Print the records exactly. Miss nothing.

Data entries

■ ■ ■ ■

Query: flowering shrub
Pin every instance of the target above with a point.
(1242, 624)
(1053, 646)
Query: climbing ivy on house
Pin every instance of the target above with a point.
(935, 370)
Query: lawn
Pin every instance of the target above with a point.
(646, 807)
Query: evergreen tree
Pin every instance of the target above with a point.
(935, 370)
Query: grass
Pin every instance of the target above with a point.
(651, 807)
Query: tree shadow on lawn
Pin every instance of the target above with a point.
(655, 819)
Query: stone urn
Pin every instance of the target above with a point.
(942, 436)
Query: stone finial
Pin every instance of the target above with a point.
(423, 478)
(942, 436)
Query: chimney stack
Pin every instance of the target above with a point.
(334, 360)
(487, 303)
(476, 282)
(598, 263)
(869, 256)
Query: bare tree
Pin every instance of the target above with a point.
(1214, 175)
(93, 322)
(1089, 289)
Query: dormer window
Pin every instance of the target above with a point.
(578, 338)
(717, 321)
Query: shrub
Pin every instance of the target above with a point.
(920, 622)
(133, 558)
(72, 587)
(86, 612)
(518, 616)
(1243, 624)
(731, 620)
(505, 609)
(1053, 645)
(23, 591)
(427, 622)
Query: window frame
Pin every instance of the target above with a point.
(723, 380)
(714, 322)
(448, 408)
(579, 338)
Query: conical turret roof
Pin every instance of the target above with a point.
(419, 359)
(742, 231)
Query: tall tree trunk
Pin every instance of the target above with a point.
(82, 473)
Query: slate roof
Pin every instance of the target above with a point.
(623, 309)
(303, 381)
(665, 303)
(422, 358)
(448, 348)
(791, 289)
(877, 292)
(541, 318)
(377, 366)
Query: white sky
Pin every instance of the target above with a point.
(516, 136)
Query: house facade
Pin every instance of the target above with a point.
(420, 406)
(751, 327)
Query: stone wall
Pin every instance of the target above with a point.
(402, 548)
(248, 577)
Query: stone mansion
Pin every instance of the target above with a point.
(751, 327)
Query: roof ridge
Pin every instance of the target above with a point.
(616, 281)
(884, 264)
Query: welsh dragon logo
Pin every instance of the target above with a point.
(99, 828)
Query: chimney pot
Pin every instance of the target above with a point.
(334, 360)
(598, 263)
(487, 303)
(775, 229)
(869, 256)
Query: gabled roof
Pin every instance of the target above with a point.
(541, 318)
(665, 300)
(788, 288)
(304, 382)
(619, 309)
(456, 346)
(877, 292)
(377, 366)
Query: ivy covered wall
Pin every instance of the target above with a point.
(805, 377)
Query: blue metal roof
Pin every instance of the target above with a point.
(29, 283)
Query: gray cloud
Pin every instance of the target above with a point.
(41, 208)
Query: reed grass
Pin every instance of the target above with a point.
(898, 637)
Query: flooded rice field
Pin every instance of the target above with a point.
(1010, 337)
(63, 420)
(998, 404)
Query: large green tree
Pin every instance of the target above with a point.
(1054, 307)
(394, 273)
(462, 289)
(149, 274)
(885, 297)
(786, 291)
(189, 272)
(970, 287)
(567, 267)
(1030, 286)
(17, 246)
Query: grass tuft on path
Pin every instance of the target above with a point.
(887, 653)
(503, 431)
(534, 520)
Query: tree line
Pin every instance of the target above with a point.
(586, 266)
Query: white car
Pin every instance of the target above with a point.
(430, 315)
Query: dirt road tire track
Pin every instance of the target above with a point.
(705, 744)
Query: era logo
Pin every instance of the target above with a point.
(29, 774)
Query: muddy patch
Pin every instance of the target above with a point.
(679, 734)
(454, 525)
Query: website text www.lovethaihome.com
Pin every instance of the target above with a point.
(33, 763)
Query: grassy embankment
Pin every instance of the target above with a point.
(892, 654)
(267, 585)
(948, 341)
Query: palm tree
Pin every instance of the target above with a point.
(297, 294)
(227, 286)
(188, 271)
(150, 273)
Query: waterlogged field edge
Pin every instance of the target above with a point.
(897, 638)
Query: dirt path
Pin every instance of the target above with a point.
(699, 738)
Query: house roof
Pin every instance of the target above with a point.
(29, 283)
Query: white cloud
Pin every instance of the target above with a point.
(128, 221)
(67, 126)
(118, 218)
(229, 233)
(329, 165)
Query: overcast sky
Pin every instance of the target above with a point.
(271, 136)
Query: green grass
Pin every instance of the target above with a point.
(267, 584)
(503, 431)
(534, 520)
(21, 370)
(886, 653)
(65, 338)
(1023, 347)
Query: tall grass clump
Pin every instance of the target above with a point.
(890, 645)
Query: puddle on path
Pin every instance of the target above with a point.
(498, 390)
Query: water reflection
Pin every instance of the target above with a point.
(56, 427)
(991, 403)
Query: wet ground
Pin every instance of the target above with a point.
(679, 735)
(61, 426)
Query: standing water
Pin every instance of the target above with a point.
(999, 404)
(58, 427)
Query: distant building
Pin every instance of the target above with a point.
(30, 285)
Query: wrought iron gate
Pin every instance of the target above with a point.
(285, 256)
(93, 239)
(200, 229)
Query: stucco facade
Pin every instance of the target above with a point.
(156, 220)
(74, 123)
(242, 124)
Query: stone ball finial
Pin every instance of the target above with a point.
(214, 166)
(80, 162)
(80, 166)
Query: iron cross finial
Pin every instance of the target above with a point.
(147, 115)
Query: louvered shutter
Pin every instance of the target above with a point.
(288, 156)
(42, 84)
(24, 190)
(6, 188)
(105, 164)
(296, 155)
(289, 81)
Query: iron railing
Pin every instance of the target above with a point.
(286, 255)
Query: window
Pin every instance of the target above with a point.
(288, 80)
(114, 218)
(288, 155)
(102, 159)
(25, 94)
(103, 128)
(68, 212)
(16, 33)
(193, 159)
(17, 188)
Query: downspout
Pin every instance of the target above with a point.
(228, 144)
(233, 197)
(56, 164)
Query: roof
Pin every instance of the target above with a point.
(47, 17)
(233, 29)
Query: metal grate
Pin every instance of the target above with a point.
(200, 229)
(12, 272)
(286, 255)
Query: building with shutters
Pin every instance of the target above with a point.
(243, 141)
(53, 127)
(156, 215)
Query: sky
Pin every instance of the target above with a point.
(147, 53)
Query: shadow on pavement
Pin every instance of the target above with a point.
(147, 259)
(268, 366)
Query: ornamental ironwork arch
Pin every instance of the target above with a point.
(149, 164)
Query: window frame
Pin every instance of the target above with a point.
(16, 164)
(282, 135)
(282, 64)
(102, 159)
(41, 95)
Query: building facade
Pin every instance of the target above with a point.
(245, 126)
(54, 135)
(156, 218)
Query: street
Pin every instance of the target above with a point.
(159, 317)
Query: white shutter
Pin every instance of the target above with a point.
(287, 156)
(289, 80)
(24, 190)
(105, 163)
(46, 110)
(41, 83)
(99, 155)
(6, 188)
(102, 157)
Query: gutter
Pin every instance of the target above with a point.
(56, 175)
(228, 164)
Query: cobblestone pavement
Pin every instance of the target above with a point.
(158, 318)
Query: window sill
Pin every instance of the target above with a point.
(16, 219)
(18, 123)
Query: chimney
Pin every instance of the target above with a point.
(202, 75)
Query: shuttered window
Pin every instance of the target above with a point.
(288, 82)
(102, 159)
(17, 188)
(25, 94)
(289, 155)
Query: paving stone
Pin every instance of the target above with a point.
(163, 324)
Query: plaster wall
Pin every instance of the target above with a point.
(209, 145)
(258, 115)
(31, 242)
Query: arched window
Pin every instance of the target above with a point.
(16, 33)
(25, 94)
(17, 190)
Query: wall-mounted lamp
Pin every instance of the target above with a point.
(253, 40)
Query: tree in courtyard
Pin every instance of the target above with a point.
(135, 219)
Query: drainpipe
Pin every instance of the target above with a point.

■ ■ ■ ■

### EXERCISE SOLUTION
Query: flowering shrub
Pin every instance of the target above with a point.
(1242, 624)
(1053, 646)
Query: climbing ivy on house
Pin every instance of the target above with a point.
(935, 370)
Query: lawn
Pin every instance of the target above with a point.
(646, 807)
Query: evergreen tree
Pin every instance of the target above with a point.
(935, 370)
Query: grass
Pin every instance of the target above with a point.
(651, 807)
Query: tree shadow on lawn
Pin every instance of the target above with a point.
(655, 819)
Query: stone urn
Pin every instance of the target above with a point.
(942, 436)
Query: stone finial
Pin every instance of the target above with a point.
(423, 478)
(942, 436)
Query: chimney stack
Pin every instance of the target above with a point.
(334, 360)
(487, 303)
(476, 282)
(598, 263)
(869, 256)
Query: bare tree
Pin every instance of the target above with a point.
(1214, 175)
(93, 322)
(1089, 289)
Query: dormer window
Pin every instance of the target above with a point.
(578, 338)
(717, 321)
Query: shrub
Pin every instance of the target above with a point.
(920, 622)
(133, 558)
(72, 587)
(86, 612)
(518, 616)
(1243, 624)
(731, 620)
(505, 609)
(1053, 645)
(23, 591)
(427, 622)
Query: window frame
Pin every instance of the target above with a point.
(723, 380)
(714, 322)
(448, 408)
(579, 338)
Query: conical turret roof
Pin every instance of the target above with a point.
(419, 359)
(742, 231)
Query: tall tree trunk
Pin every instance of the target above with a point.
(82, 473)
Query: slate roof
Pin every instance of the target above with a point.
(623, 309)
(303, 381)
(665, 303)
(422, 358)
(448, 348)
(791, 289)
(877, 292)
(541, 318)
(377, 366)
Query: white sky
Pin every instance of the target above with a point.
(516, 136)
Query: house facade
Pin every instance of the target above with a point.
(420, 406)
(751, 327)
Query: stone wall
Pin every instance of the target above with a point.
(402, 548)
(248, 577)
Query: stone mansion
Pin every instance of the target above with a point.
(751, 327)
Query: roof ridge
Pin every instance of the target above with a point.
(616, 281)
(884, 264)
Query: welsh dragon logo
Pin every instance of the target above with a point.
(99, 828)
Query: chimney pot
Pin every instance of the target above with a point.
(334, 360)
(598, 263)
(487, 303)
(775, 229)
(869, 256)
Query: gabled roof
Pin every instance of the target above with a point.
(541, 318)
(665, 300)
(788, 288)
(304, 382)
(619, 309)
(456, 346)
(877, 292)
(377, 366)
Query: ivy covered wall
Pin every instance of the target above with a point.
(805, 377)
Query: blue metal roof
Pin every instance of the target above with a point.
(29, 283)
Query: gray cloud
Pin every instance of the target above with a point.
(41, 208)
Query: reed grass
Pin every instance of the target above with a point.
(898, 637)
Query: flooded rice field
Pin every instance of the target above with a point.
(1010, 337)
(63, 420)
(998, 404)
Query: large green tree
Pin every instance of the target above with a point.
(1054, 307)
(394, 273)
(462, 289)
(149, 274)
(885, 297)
(786, 291)
(189, 272)
(970, 287)
(567, 267)
(1030, 286)
(17, 246)
Query: grass tuft on path
Pin every instance of the target above with a point.
(887, 653)
(503, 431)
(534, 520)
Query: tree line
Pin every instance of the target above with a point.
(586, 266)
Query: white car
Pin every instance of the target above with a point.
(430, 315)
Query: dirt road tire track
Pin every instance of the target above with a point.
(705, 744)
Query: era logo
Pin every instance of the target above with a point.
(29, 774)
Query: muddy patch
Pin every instance of the target above with a point.
(679, 734)
(454, 525)
Query: website text www.lovethaihome.com
Pin every instance of the target above with a point.
(33, 763)
Query: grassy embankment
Pin every instance of the target above with a point.
(892, 654)
(267, 585)
(948, 341)
Query: palm tree
Pin every instance of the target above with a point.
(297, 294)
(227, 286)
(188, 271)
(150, 273)
Query: waterlogged field edge
Pin every instance of the target above with a point.
(897, 638)
Query: dirt path
Pin every instance of the target above with a point.
(699, 738)
Query: house roof
Pin every instance of the target above with a point.
(29, 283)
Query: white cloud
Pin every instance of the target above with a point.
(128, 221)
(67, 126)
(118, 218)
(229, 233)
(329, 165)
Query: overcast sky
Pin every instance of the target above with a point.
(271, 136)
Query: green grass
Pin every instance of the target above with a point.
(267, 584)
(503, 431)
(534, 520)
(21, 370)
(886, 653)
(65, 338)
(1023, 347)
Query: tall grass clump
Pin every instance of the target above with a point.
(890, 645)
Query: puddle on path
Pin every instance of the target above with a point.
(498, 390)
Query: water reflection
Pin every instance of the target above with a point.
(56, 427)
(991, 403)
Query: wet ground
Pin every instance of the target above with a point.
(679, 735)
(61, 426)
Query: standing water
Pin every instance of the target above with a point.
(999, 404)
(58, 427)
Query: distant building
Pin every instance of the target above with a point.
(30, 285)
Query: wrought iron gate
Pin every instance of the target above with a point.
(285, 256)
(93, 239)
(200, 229)
Query: stucco facade
Pin every instance of the target above with a point.
(156, 220)
(74, 123)
(242, 124)
Query: stone ball finial
Pin every instance of the target above with a point.
(214, 166)
(80, 162)
(80, 166)
Query: iron cross finial
Pin every instance of the target above with a point.
(147, 115)
Query: louvered shutter
Pin every instance of the target above with a point.
(288, 156)
(42, 84)
(24, 190)
(6, 188)
(105, 164)
(296, 155)
(289, 81)
Query: iron railing
Pin every instance of the target above with a point.
(286, 255)
Query: window
Pin every instance of the target above with a point.
(288, 80)
(114, 218)
(288, 155)
(102, 159)
(25, 94)
(103, 128)
(68, 212)
(16, 33)
(193, 159)
(17, 188)
Query: downspout
Pin every instance of the target above with a point.
(228, 144)
(233, 197)
(56, 164)
Query: roof
Pin every instance of the target above with a point.
(47, 17)
(233, 29)
Query: metal grate
Pin every instance of the target above with a point.
(200, 229)
(12, 272)
(286, 255)
Query: building with shutters
Pin every instance of the target above with a point.
(243, 141)
(53, 127)
(156, 215)
Query: sky
Pin every instance of the target above with a point.
(147, 53)
Query: shadow on pavement
Pin every instance of the target above with a point.
(147, 259)
(268, 366)
Query: ornamental ironwork arch
Pin every instance of the target above with a point.
(149, 164)
Query: window frame
Pin every instance of the target above with a point.
(16, 164)
(282, 135)
(282, 64)
(102, 159)
(41, 95)
Query: building facade
Pin every instance of the target above with a point.
(245, 126)
(54, 135)
(156, 218)
Query: street
Pin every instance of the target above with a point.
(159, 317)
Query: white shutter
Pin every instance of the target above with a point.
(287, 156)
(289, 80)
(24, 190)
(105, 163)
(46, 110)
(41, 83)
(99, 155)
(6, 188)
(102, 157)
Query: gutter
Pin every instance of the target above with a point.
(56, 175)
(228, 164)
Query: cobblestone pavement
Pin every instance of the target above with a point.
(158, 318)
Query: window sill
Pin every instance of the target above with a point.
(16, 219)
(18, 123)
Query: chimney
Pin every instance of the target above with a point.
(202, 75)
Query: shuttered window
Pin every instance of the target above with a point.
(288, 82)
(102, 159)
(17, 188)
(25, 94)
(289, 155)
Query: paving stone
Pin every instance of the target above with a point.
(163, 324)
Query: plaster wall
Pin every instance of the target above with a point.
(209, 145)
(258, 115)
(31, 242)
Query: arched window
Pin every instance of the target above with a point.
(16, 33)
(25, 94)
(17, 190)
Query: wall-mounted lamp
Pin every instance of the target above with a point.
(253, 40)
Query: tree in courtyard
Pin every instance of the target above with a point.
(135, 219)
Query: drainpipe
Pin every instance of the target above with a point.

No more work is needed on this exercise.